Transcribe the material below verbatim, line for line, omitting the pictures.

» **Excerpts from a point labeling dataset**
▼
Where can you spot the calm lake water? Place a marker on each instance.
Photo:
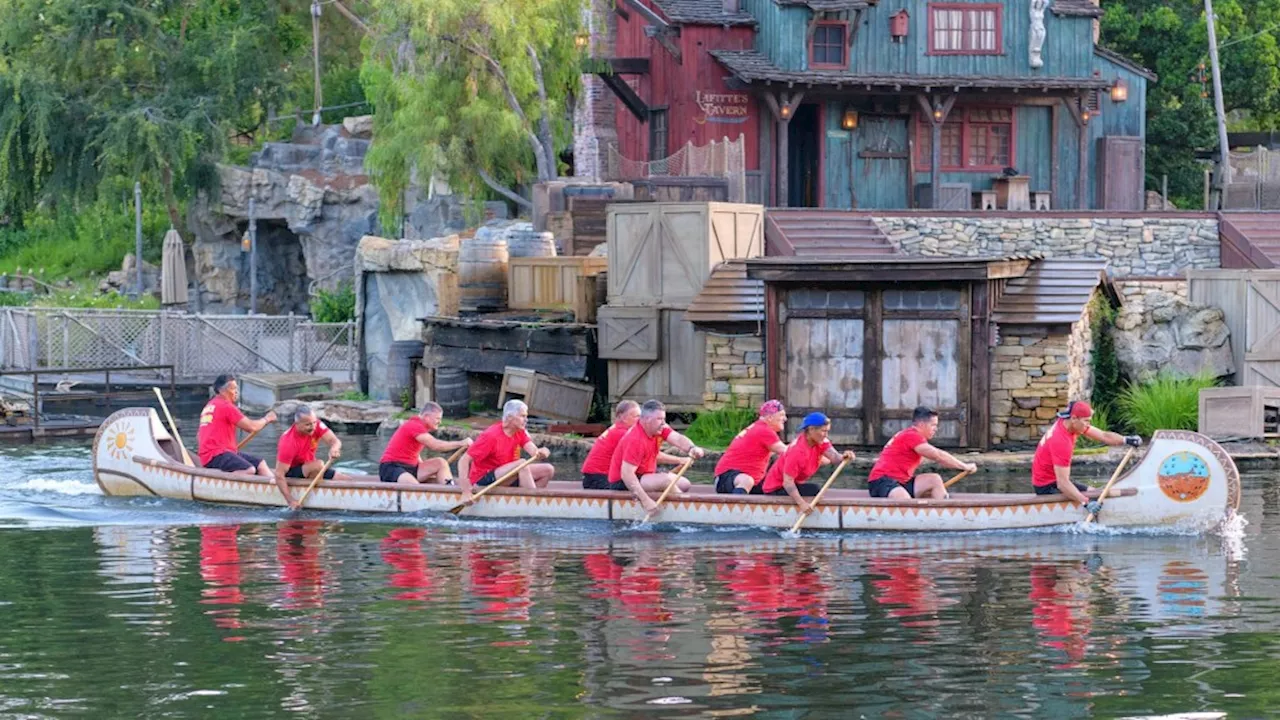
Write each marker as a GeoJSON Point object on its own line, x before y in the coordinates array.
{"type": "Point", "coordinates": [160, 609]}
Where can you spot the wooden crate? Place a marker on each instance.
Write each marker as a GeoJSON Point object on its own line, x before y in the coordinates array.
{"type": "Point", "coordinates": [548, 283]}
{"type": "Point", "coordinates": [1248, 411]}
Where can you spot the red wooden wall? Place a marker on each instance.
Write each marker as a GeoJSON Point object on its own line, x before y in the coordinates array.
{"type": "Point", "coordinates": [688, 90]}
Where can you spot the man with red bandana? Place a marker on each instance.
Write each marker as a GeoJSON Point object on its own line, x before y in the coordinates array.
{"type": "Point", "coordinates": [741, 469]}
{"type": "Point", "coordinates": [1051, 466]}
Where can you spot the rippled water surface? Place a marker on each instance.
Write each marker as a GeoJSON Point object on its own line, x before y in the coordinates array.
{"type": "Point", "coordinates": [161, 609]}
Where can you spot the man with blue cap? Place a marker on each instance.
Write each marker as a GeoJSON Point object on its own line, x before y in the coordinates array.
{"type": "Point", "coordinates": [809, 451]}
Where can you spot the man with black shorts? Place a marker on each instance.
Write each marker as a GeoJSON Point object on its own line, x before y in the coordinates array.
{"type": "Point", "coordinates": [402, 460]}
{"type": "Point", "coordinates": [1051, 466]}
{"type": "Point", "coordinates": [219, 420]}
{"type": "Point", "coordinates": [894, 474]}
{"type": "Point", "coordinates": [741, 469]}
{"type": "Point", "coordinates": [296, 451]}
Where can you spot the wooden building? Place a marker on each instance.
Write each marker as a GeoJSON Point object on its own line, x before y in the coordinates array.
{"type": "Point", "coordinates": [888, 104]}
{"type": "Point", "coordinates": [996, 346]}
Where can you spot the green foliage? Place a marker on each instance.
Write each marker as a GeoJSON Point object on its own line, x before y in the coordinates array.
{"type": "Point", "coordinates": [717, 428]}
{"type": "Point", "coordinates": [1171, 39]}
{"type": "Point", "coordinates": [470, 87]}
{"type": "Point", "coordinates": [334, 306]}
{"type": "Point", "coordinates": [1164, 402]}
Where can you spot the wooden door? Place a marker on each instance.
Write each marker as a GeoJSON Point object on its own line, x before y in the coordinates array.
{"type": "Point", "coordinates": [881, 167]}
{"type": "Point", "coordinates": [1262, 333]}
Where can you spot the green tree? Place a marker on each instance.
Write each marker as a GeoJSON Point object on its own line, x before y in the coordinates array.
{"type": "Point", "coordinates": [1170, 37]}
{"type": "Point", "coordinates": [475, 91]}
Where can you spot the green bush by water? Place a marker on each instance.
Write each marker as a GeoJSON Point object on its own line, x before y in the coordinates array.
{"type": "Point", "coordinates": [1164, 404]}
{"type": "Point", "coordinates": [717, 428]}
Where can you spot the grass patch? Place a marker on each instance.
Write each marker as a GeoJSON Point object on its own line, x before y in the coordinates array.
{"type": "Point", "coordinates": [1164, 402]}
{"type": "Point", "coordinates": [717, 428]}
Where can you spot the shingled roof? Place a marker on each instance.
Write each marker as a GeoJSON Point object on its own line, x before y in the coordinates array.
{"type": "Point", "coordinates": [750, 65]}
{"type": "Point", "coordinates": [702, 12]}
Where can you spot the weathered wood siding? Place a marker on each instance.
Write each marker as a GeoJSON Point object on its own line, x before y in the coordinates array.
{"type": "Point", "coordinates": [676, 86]}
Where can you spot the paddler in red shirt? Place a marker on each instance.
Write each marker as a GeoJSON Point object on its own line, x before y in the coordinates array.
{"type": "Point", "coordinates": [894, 474]}
{"type": "Point", "coordinates": [741, 469]}
{"type": "Point", "coordinates": [809, 451]}
{"type": "Point", "coordinates": [595, 468]}
{"type": "Point", "coordinates": [497, 451]}
{"type": "Point", "coordinates": [216, 434]}
{"type": "Point", "coordinates": [296, 451]}
{"type": "Point", "coordinates": [1051, 466]}
{"type": "Point", "coordinates": [635, 461]}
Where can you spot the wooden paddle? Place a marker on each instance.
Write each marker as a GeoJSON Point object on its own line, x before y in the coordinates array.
{"type": "Point", "coordinates": [670, 486]}
{"type": "Point", "coordinates": [173, 428]}
{"type": "Point", "coordinates": [323, 470]}
{"type": "Point", "coordinates": [818, 497]}
{"type": "Point", "coordinates": [1111, 482]}
{"type": "Point", "coordinates": [955, 479]}
{"type": "Point", "coordinates": [460, 506]}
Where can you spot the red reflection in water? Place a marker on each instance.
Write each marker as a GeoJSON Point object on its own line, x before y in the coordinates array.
{"type": "Point", "coordinates": [220, 569]}
{"type": "Point", "coordinates": [501, 583]}
{"type": "Point", "coordinates": [905, 591]}
{"type": "Point", "coordinates": [297, 547]}
{"type": "Point", "coordinates": [636, 587]}
{"type": "Point", "coordinates": [1057, 613]}
{"type": "Point", "coordinates": [402, 550]}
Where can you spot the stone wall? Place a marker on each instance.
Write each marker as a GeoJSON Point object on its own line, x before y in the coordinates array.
{"type": "Point", "coordinates": [1031, 382]}
{"type": "Point", "coordinates": [735, 370]}
{"type": "Point", "coordinates": [1133, 246]}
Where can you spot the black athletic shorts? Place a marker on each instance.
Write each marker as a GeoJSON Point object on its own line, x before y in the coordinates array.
{"type": "Point", "coordinates": [725, 483]}
{"type": "Point", "coordinates": [233, 461]}
{"type": "Point", "coordinates": [807, 490]}
{"type": "Point", "coordinates": [296, 472]}
{"type": "Point", "coordinates": [882, 486]}
{"type": "Point", "coordinates": [391, 472]}
{"type": "Point", "coordinates": [1052, 488]}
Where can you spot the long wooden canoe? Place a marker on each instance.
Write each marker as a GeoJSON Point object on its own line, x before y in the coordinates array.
{"type": "Point", "coordinates": [1184, 482]}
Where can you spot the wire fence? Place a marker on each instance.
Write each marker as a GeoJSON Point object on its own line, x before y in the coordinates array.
{"type": "Point", "coordinates": [199, 346]}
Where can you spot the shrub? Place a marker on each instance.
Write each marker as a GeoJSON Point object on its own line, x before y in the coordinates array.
{"type": "Point", "coordinates": [717, 428]}
{"type": "Point", "coordinates": [1164, 402]}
▲
» **FULL RESPONSE**
Where can you spot the calm lake water? Place a marker on each instance.
Photo:
Write each marker as a GeoJSON Point object on its own line, x before y in the coordinates array.
{"type": "Point", "coordinates": [160, 609]}
Where can you spot the wooden crate? Place a marker on each instance.
Write each marker as a GeoJSON Point object on its own line, x before y in the coordinates array.
{"type": "Point", "coordinates": [548, 283]}
{"type": "Point", "coordinates": [1248, 411]}
Where can you spot the red wooden wall? Place a marker on each instance.
Write each marker as a GeoJSON Point object on its own line, x before y in the coordinates array.
{"type": "Point", "coordinates": [688, 90]}
Where can you spot the man with red bandana? Place a marker on each instance.
Write each marker as a GeoJSON Point object on its own line, x before y in the coordinates array.
{"type": "Point", "coordinates": [741, 469]}
{"type": "Point", "coordinates": [1051, 466]}
Where can you spot the rippled water surface? Place a marker on each instance.
Write each marker as a GeoJSON Point object on its own line, x before y in the coordinates array.
{"type": "Point", "coordinates": [161, 609]}
Where can you spot the man with blue cap? Place a marker on each instance.
Write each marker as a GeoJSON Point object on its own line, x before y in the coordinates array.
{"type": "Point", "coordinates": [809, 451]}
Where can you spot the man with black shorts? Place a marker on each instance.
Write each marker as a GeoJSON Point object on its own line, x before y in the coordinates array.
{"type": "Point", "coordinates": [402, 460]}
{"type": "Point", "coordinates": [1051, 466]}
{"type": "Point", "coordinates": [219, 420]}
{"type": "Point", "coordinates": [894, 474]}
{"type": "Point", "coordinates": [741, 469]}
{"type": "Point", "coordinates": [296, 451]}
Where can you spot the wooden building? Place a marker on each instance.
Write each marker as a GeoJSON Point object on its own line, x before y in the coordinates array.
{"type": "Point", "coordinates": [888, 104]}
{"type": "Point", "coordinates": [996, 346]}
Where can you spot the green foliage? Place a marker on each instance.
Write each marker as a GeoJSON Point object on its own line, x before y in the coordinates array.
{"type": "Point", "coordinates": [717, 428]}
{"type": "Point", "coordinates": [1171, 39]}
{"type": "Point", "coordinates": [470, 87]}
{"type": "Point", "coordinates": [334, 306]}
{"type": "Point", "coordinates": [1164, 402]}
Where can you spot the wooden door? Place a marker on each instance.
Write each marker as a GeoJSON Point object on its own line, x before y in the coordinates array.
{"type": "Point", "coordinates": [881, 167]}
{"type": "Point", "coordinates": [1262, 333]}
Where can you spot the green tree? Place a marker on each instance.
Write each marker as a GeoJSON Point object on its own line, x before y in the coordinates array.
{"type": "Point", "coordinates": [1170, 37]}
{"type": "Point", "coordinates": [475, 91]}
Where can you spot the green bush by water? Place a marker on each instance.
Write each marker as a GeoJSON Point object on its own line, x before y in the coordinates array.
{"type": "Point", "coordinates": [1164, 404]}
{"type": "Point", "coordinates": [717, 428]}
Where can you spot the grass patch? Place a marker on each instance.
Write each marker as a GeoJSON Point object on its own line, x before y in the coordinates array.
{"type": "Point", "coordinates": [1164, 402]}
{"type": "Point", "coordinates": [717, 428]}
Where can you spot the shingled roof? Place a marker on each instance.
Write each marker as a GeoJSON Point object on its own line, x before y in the coordinates array.
{"type": "Point", "coordinates": [750, 65]}
{"type": "Point", "coordinates": [702, 12]}
Where can you spot the weathered wood siding? Place a marker on each instance.
Write each marker as a GeoJSON Point object on its own line, x before y in the coordinates array.
{"type": "Point", "coordinates": [676, 86]}
Where can you spot the paddler in red shirt? Place a marker on each instance.
Write each marker as a GeoJSON Point object on its own line, x before y in the coordinates array.
{"type": "Point", "coordinates": [894, 474]}
{"type": "Point", "coordinates": [741, 469]}
{"type": "Point", "coordinates": [809, 451]}
{"type": "Point", "coordinates": [595, 468]}
{"type": "Point", "coordinates": [497, 451]}
{"type": "Point", "coordinates": [216, 434]}
{"type": "Point", "coordinates": [296, 451]}
{"type": "Point", "coordinates": [1051, 466]}
{"type": "Point", "coordinates": [635, 461]}
Where can you spot the wooden paddle? Place a marker on each instance.
Write each marker as a GeoJSON Point object on its own line, x before y in the coordinates array.
{"type": "Point", "coordinates": [670, 486]}
{"type": "Point", "coordinates": [173, 428]}
{"type": "Point", "coordinates": [323, 470]}
{"type": "Point", "coordinates": [818, 497]}
{"type": "Point", "coordinates": [1111, 482]}
{"type": "Point", "coordinates": [955, 479]}
{"type": "Point", "coordinates": [460, 506]}
Where can you spot the red reflection in water? Place a marker on each instance.
Write each marker as a GeoJSON Point object on its own line, x before y in the coordinates array.
{"type": "Point", "coordinates": [220, 569]}
{"type": "Point", "coordinates": [501, 583]}
{"type": "Point", "coordinates": [905, 591]}
{"type": "Point", "coordinates": [297, 547]}
{"type": "Point", "coordinates": [636, 587]}
{"type": "Point", "coordinates": [1057, 613]}
{"type": "Point", "coordinates": [402, 550]}
Where can you spot the stone wall? Place a marker on each instance.
Write each marker as a GeoJSON Point object on its own line, x before y in the coordinates array.
{"type": "Point", "coordinates": [1031, 382]}
{"type": "Point", "coordinates": [735, 370]}
{"type": "Point", "coordinates": [1133, 246]}
Where can you spot the black athletic shorts? Place a marker on each instance.
Write each marker as a GeoJSON Point object on its own line, x before y in the coordinates array.
{"type": "Point", "coordinates": [725, 483]}
{"type": "Point", "coordinates": [233, 461]}
{"type": "Point", "coordinates": [807, 490]}
{"type": "Point", "coordinates": [296, 472]}
{"type": "Point", "coordinates": [882, 486]}
{"type": "Point", "coordinates": [391, 472]}
{"type": "Point", "coordinates": [1052, 488]}
Where can you spot the long wooden canoe? Place a marker on each instance.
Write each marker as a GeoJSON Point object on its own line, x before y in the coordinates array.
{"type": "Point", "coordinates": [1184, 482]}
Where can you spot the wire fence? Place a marker on each instance.
Write each marker as a GeoJSON Point object on its own line, x before y in the coordinates array.
{"type": "Point", "coordinates": [199, 346]}
Where can you spot the shrub? Place a marker on each instance.
Write each marker as a GeoJSON Point object on its own line, x before y in the coordinates array.
{"type": "Point", "coordinates": [717, 428]}
{"type": "Point", "coordinates": [1164, 402]}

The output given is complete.